==== Seitenauszug

Hartz IV goes Wagner

„Ich komme mit einem überraschenden Anliegen. Ich möchte mich arbeitslos melden“, versucht der Historiker heute einmal witzig zu sein. Doch im Plattenbau des Arbeitsamts Gotlindestraße 93 versteht man keinen Spaß. „Ausfüllen! Raum 570!“, herrscht ihn die Dame hinter dem Tresen mit der Aufschrift „Nicht auflehnen!“ an.

Es ist tatsächlich kein Witz. Wie zum Hohn müssen arbeitslose Akademiker, die im nördlichen Stadtteil Wedding wohnen, nicht etwa in das nahe Arbeitsamt an der Müllerstraße, sondern haben eine halbe Tagesreise ins ferne Lichtenberg anzutreten. Also in jenen östlichen Bezirk, in dem der Legende nach fast nur Nazis wohnen und in den man freiwillig keinen Fuß setzen würde.

========
==== Auflistung

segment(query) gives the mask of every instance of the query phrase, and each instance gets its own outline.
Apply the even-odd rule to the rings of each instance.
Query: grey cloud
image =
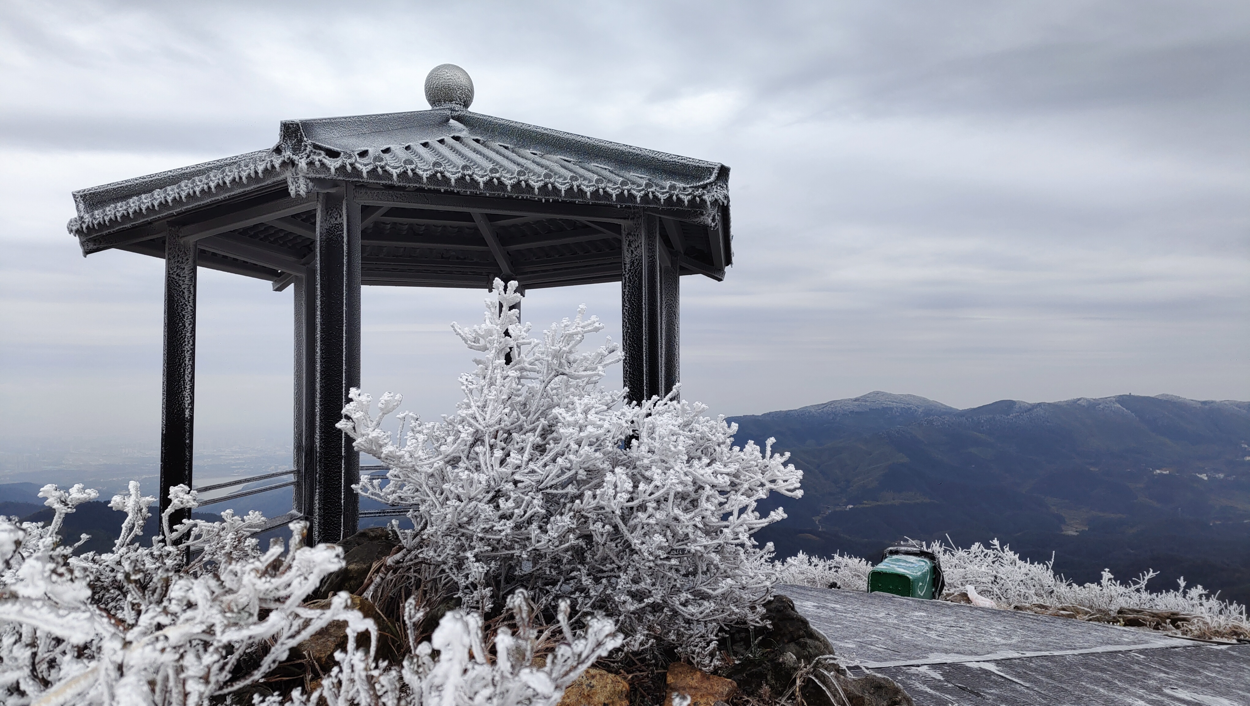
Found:
[[[261,149],[284,117],[421,109],[442,61],[485,112],[732,166],[736,265],[682,281],[685,392],[714,411],[878,389],[956,406],[1250,395],[1240,2],[12,6],[10,430],[55,429],[30,405],[50,391],[119,435],[159,414],[160,264],[78,255],[82,174]],[[386,329],[475,320],[481,296],[366,290],[366,387],[449,410],[469,354]],[[541,327],[585,301],[619,339],[616,296],[542,290],[524,312]],[[286,434],[289,306],[205,275],[205,435]]]

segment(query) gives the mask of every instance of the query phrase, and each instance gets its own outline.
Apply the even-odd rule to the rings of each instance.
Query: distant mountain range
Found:
[[[1250,402],[1119,395],[958,410],[870,392],[731,417],[789,451],[801,500],[766,529],[779,554],[875,557],[909,536],[999,539],[1078,581],[1146,569],[1250,602]]]

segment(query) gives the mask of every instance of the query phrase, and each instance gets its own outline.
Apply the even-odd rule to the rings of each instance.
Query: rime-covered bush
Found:
[[[1194,636],[1250,636],[1246,607],[1221,601],[1202,586],[1186,587],[1184,579],[1171,591],[1150,591],[1146,584],[1158,574],[1146,571],[1135,581],[1122,584],[1110,571],[1102,571],[1096,584],[1076,584],[1054,571],[1054,559],[1034,562],[1020,557],[998,540],[970,547],[934,542],[922,545],[938,555],[946,577],[948,595],[972,586],[978,594],[1000,607],[1040,604],[1052,607],[1079,606],[1092,611],[1115,612],[1120,609],[1176,611],[1192,620],[1174,626],[1178,632]],[[868,572],[872,564],[849,555],[831,557],[799,556],[776,564],[781,584],[868,590]]]
[[[585,632],[574,634],[569,602],[561,601],[558,624],[564,640],[535,660],[538,649],[558,637],[551,629],[535,626],[534,605],[525,591],[512,594],[508,605],[516,632],[498,627],[494,650],[488,649],[481,615],[461,611],[446,614],[430,640],[401,665],[370,662],[349,636],[348,651],[339,654],[339,665],[321,680],[320,690],[306,697],[296,692],[290,701],[275,696],[265,706],[314,706],[319,699],[329,706],[555,706],[565,687],[622,640],[612,621],[602,617],[592,617]],[[405,611],[410,630],[422,617],[414,606],[410,599]]]
[[[838,552],[830,557],[799,552],[776,562],[778,584],[794,584],[818,589],[868,590],[868,572],[872,562]]]
[[[48,526],[0,517],[0,702],[208,704],[256,684],[330,621],[375,630],[345,595],[329,610],[300,605],[342,565],[339,547],[301,546],[302,524],[285,557],[280,542],[258,550],[255,512],[170,527],[174,511],[198,504],[178,486],[145,547],[135,540],[156,499],[131,482],[111,502],[126,512],[114,550],[72,556],[58,532],[96,492],[49,485],[40,495],[54,510]]]
[[[340,429],[389,467],[360,492],[411,507],[391,565],[441,567],[478,610],[528,589],[614,617],[628,649],[662,636],[710,659],[720,625],[758,620],[770,594],[772,547],[751,535],[785,514],[756,504],[799,497],[801,472],[768,445],[734,446],[736,429],[701,405],[624,402],[600,387],[619,346],[579,350],[596,317],[582,307],[532,339],[520,300],[496,280],[484,322],[452,324],[481,354],[455,414],[399,415],[396,437],[381,424],[401,397],[375,414],[351,392]]]
[[[534,606],[518,592],[509,599],[515,634],[494,630],[486,650],[479,614],[451,611],[401,665],[378,662],[378,627],[348,607],[339,594],[329,607],[302,601],[342,566],[334,545],[302,546],[304,522],[292,522],[289,552],[275,541],[260,552],[250,535],[264,517],[222,514],[221,522],[190,520],[170,527],[170,516],[198,505],[185,486],[171,490],[171,507],[150,546],[136,542],[155,499],[130,484],[112,499],[126,514],[114,551],[72,556],[60,542],[65,515],[94,500],[76,485],[40,492],[54,517],[49,525],[0,517],[0,704],[19,706],[131,705],[200,706],[252,704],[249,692],[292,649],[331,622],[341,621],[348,647],[311,694],[270,694],[269,706],[555,706],[564,689],[596,659],[621,642],[612,621],[591,617],[584,632],[569,625],[569,605],[554,627],[536,627]],[[195,556],[185,562],[188,554]],[[409,644],[424,610],[410,600],[404,616]],[[369,634],[369,650],[358,636]],[[561,640],[562,637],[562,640]],[[535,665],[535,655],[545,664]],[[439,657],[434,657],[434,652]]]

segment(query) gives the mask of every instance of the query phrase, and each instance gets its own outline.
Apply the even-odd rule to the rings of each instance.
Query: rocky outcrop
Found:
[[[664,677],[664,706],[672,706],[674,697],[690,697],[689,706],[724,706],[738,692],[734,680],[712,676],[685,662],[669,665]]]
[[[325,610],[330,607],[330,599],[309,601],[304,605],[310,609]],[[384,615],[378,612],[374,604],[361,599],[360,596],[351,596],[351,604],[349,607],[360,611],[360,614],[365,617],[372,619],[374,624],[378,625],[378,659],[386,660],[391,664],[398,662],[402,654],[402,639],[400,637],[400,632],[395,625],[386,620]],[[364,650],[370,647],[370,636],[368,632],[356,635],[356,646]],[[291,657],[311,662],[309,666],[315,669],[309,670],[309,674],[315,676],[315,672],[318,671],[321,674],[330,671],[335,664],[334,654],[339,650],[346,649],[348,624],[345,621],[336,620],[315,632],[308,640],[296,645],[295,650],[292,650]]]
[[[834,646],[789,597],[776,596],[764,610],[769,627],[730,631],[726,651],[734,662],[720,670],[744,694],[776,700],[798,685],[802,702],[812,706],[912,706],[889,677],[851,677],[832,660]]]
[[[564,690],[560,706],[629,706],[629,682],[599,667],[590,667]]]
[[[399,536],[388,527],[369,527],[339,542],[344,567],[326,576],[310,599],[322,600],[348,591],[359,594],[378,562],[386,560],[399,547]]]

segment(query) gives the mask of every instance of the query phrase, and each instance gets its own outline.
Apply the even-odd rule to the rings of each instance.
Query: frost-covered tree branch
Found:
[[[208,704],[256,682],[288,652],[334,620],[356,620],[339,596],[329,610],[301,605],[342,564],[334,546],[261,554],[249,535],[258,514],[169,527],[135,542],[155,497],[130,484],[110,506],[126,514],[114,551],[72,556],[56,530],[96,496],[46,486],[48,526],[0,517],[0,701],[5,704]],[[178,486],[174,509],[195,507]],[[186,551],[198,552],[185,565]],[[206,566],[214,566],[212,571]],[[361,626],[368,629],[368,626]],[[246,666],[245,666],[246,664]]]
[[[758,620],[772,547],[751,535],[785,514],[756,507],[799,497],[802,474],[769,445],[734,446],[735,426],[675,394],[624,402],[600,387],[619,346],[580,350],[596,317],[579,309],[534,339],[518,301],[515,282],[496,280],[484,321],[452,325],[482,354],[455,414],[400,415],[392,435],[382,424],[401,397],[374,412],[351,392],[340,429],[390,469],[360,492],[414,506],[391,564],[445,567],[478,610],[528,589],[612,616],[630,649],[662,637],[706,661],[720,625]]]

========

● Aufgaben
1. Unter welcher Adresse liegt laut dem Seitenauszug das Arbeitsamt, in dem sich der Historiker arbeitslos melden will?
2. Gib bitte den Abschnitt aus dem Seitenauszug wörtlich aus, beginnend mit „Hartz IV goes“ und weiter bis einschließlich „Fuß setzen würde.“.

● Antworten
1. Gotlindestraße 93.

2.
Hartz IV goes Wagner

„Ich komme mit einem überraschenden Anliegen. Ich möchte mich arbeitslos melden“, versucht der Historiker heute einmal witzig zu sein. Doch im Plattenbau des Arbeitsamts Gotlindestraße 93 versteht man keinen Spaß. „Ausfüllen! Raum 570!“, herrscht ihn die Dame hinter dem Tresen mit der Aufschrift „Nicht auflehnen!“ an.

Es ist tatsächlich kein Witz. Wie zum Hohn müssen arbeitslose Akademiker, die im nördlichen Stadtteil Wedding wohnen, nicht etwa in das nahe Arbeitsamt an der Müllerstraße, sondern haben eine halbe Tagesreise ins ferne Lichtenberg anzutreten. Also in jenen östlichen Bezirk, in dem der Legende nach fast nur Nazis wohnen und in den man freiwillig keinen Fuß setzen würde.